### [Task material]

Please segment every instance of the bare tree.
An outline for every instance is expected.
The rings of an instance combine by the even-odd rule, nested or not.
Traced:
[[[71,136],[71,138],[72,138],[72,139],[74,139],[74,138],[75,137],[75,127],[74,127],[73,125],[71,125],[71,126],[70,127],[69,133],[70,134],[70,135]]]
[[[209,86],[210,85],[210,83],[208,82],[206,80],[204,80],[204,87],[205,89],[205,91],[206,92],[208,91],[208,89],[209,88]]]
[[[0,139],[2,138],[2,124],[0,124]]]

* * *

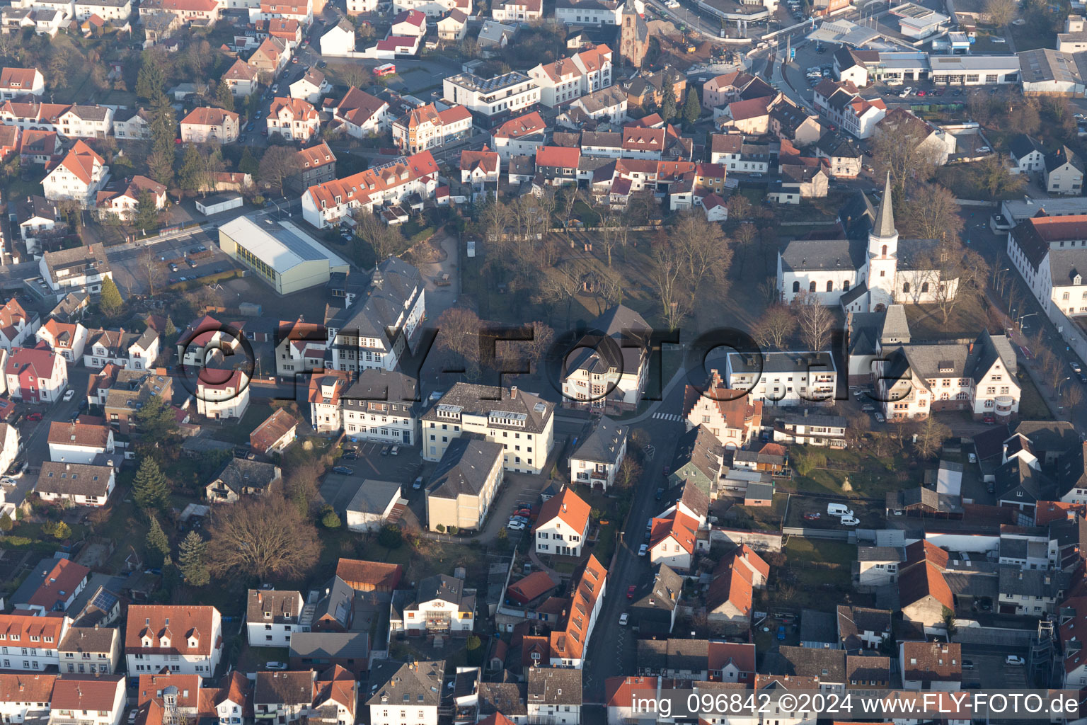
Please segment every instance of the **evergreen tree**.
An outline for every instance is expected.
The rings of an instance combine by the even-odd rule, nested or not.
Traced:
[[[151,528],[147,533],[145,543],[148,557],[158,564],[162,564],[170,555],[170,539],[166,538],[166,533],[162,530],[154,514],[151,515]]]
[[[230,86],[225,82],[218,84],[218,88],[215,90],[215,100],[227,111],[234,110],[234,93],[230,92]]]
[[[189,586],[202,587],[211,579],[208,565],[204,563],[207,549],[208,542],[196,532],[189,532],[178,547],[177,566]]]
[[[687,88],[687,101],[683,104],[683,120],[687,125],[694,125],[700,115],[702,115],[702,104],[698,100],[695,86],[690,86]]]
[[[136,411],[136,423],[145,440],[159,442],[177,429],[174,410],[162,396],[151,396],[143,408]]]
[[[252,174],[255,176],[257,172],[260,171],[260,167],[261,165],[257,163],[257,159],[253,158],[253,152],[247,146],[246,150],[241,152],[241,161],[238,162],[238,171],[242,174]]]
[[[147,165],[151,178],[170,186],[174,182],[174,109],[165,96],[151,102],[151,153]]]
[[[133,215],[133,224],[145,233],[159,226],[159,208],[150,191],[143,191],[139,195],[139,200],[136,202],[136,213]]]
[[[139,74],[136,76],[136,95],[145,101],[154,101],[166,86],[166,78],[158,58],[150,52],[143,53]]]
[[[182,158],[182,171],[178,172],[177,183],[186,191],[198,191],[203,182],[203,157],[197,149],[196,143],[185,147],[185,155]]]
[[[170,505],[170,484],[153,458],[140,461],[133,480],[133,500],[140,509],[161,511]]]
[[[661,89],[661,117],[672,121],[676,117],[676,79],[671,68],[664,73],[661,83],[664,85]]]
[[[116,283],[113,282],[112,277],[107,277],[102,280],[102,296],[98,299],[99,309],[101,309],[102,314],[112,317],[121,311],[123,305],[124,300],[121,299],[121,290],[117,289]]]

==

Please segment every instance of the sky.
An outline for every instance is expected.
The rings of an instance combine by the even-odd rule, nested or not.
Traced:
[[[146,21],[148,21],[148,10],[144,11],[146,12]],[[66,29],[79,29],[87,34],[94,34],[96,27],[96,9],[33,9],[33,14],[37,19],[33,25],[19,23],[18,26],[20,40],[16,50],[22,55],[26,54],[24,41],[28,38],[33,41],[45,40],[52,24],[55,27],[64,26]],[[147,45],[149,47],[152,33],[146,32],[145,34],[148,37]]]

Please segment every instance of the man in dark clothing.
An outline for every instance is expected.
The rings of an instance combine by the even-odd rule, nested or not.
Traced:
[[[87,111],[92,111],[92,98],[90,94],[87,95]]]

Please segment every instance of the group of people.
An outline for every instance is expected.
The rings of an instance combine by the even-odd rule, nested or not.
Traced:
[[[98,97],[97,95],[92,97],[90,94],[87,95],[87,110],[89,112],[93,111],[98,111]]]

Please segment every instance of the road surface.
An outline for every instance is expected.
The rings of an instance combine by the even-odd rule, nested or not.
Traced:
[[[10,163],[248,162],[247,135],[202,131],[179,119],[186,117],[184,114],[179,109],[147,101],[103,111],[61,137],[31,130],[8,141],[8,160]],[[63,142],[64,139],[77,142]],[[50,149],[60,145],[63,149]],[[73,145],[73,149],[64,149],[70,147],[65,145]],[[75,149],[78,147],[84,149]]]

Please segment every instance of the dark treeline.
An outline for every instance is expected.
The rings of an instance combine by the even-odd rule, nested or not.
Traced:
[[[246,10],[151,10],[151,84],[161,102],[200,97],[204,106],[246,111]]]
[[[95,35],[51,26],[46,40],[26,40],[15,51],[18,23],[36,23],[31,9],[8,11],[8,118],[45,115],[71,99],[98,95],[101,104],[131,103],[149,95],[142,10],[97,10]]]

### [Exercise goal]
Turn the lines from the one containing "Please segment every instance of the bare" to the one containing "[[[0,139],[2,138],[2,124],[0,124]]]", both included, into a numbered list, leaving out any blank lines.

### [Answer for this exercise]
1. Please segment every instance of the bare tree.
2. An outline for every instance is expected.
3. The rings of an instance combine by the even-odd rule, nested or not.
4. Traced:
5. [[[71,136],[71,138],[72,138],[72,139],[74,139],[74,138],[75,137],[75,127],[74,127],[73,125],[71,125],[71,126],[70,127],[69,133],[70,134],[70,135]]]
6. [[[209,86],[210,85],[210,83],[208,82],[206,80],[204,80],[204,87],[205,89],[205,91],[206,92],[208,91],[208,89],[209,88]]]
7. [[[0,139],[2,138],[2,124],[0,124]]]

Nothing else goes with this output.